═════ Отрывок для чтения ═════

Четвертое измерение | страница 4
Повесть написана от первого лица. В сущности, это длинный монолог Грегора, его письмо-признание отцу. Известная искусственность подобного приема компенсируется возможностями, которые предоставляются герою для откровенного и все более беспощадного самоанализа. Ведь только задумавшись о подлинной сути своих поступков, только попытавшись объяснить и обосновать перед другими объективную справедливость своих симпатий и антипатий, Грегор вдруг неожиданно для себя открывает их субъективную подоплеку — инерцию равнодушия, бессознательный эгоцентризм, инстинктивное ощущение собственной выгоды, которое давно уже породило устойчивую привычку побольше брать, поменьше отдавать. И обнаружить это оказывается так просто: попробуй поставить другого на свое место, взгляни на себя чужими глазами, и ты, как в волшебном зеркале, увидишь, наконец, свое истинное изображение. Вот, например, его взаимоотношения с Мартой, женой его приятеля, товарища по работе, — тайком от него он давно уже встречается с ней. Марта его любит, а Грегор? Он совсем не считается с ней, редко ее вспоминает, но именно поэтому прочнее всего с ней связан. Так для него оказалось удобнее — побольше брать, поменьше отдавать!

═════ Перечень записей ═════

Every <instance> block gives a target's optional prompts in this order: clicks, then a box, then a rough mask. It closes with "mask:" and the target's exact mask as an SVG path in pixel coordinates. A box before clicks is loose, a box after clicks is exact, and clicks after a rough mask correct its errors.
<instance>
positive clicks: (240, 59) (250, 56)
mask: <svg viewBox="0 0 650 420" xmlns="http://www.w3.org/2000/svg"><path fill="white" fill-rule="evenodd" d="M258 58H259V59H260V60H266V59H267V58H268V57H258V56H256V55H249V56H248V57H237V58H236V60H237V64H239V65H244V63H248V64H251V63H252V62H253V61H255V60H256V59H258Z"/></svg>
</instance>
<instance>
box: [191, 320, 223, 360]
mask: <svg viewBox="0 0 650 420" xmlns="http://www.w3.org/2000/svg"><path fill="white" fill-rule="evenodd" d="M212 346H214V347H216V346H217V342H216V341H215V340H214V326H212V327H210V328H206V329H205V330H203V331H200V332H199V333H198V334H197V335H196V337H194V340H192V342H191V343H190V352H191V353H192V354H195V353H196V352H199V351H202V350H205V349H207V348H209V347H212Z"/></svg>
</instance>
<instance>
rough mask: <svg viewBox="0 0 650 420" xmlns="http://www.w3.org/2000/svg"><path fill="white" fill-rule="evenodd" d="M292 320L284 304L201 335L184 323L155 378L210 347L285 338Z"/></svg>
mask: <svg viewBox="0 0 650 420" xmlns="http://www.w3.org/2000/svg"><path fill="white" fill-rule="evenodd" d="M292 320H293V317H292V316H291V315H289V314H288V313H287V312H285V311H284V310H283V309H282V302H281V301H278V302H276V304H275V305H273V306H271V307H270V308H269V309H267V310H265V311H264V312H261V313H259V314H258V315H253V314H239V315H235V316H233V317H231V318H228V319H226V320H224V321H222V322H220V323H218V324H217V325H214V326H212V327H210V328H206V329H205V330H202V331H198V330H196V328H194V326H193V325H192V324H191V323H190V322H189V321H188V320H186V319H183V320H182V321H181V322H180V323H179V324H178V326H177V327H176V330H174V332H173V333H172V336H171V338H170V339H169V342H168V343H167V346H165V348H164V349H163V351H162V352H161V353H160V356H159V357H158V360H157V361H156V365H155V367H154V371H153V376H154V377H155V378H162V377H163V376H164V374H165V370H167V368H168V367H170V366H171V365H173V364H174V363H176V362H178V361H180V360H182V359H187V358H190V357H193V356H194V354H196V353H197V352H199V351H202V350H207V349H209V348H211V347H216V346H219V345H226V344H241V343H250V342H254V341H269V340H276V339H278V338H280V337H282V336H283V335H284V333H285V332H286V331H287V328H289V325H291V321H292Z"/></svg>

═════

С кем, согласно отрывку, Грегор давно тайком встречается?

- Решение задания: С Мартой, женой его приятеля и товарища по работе.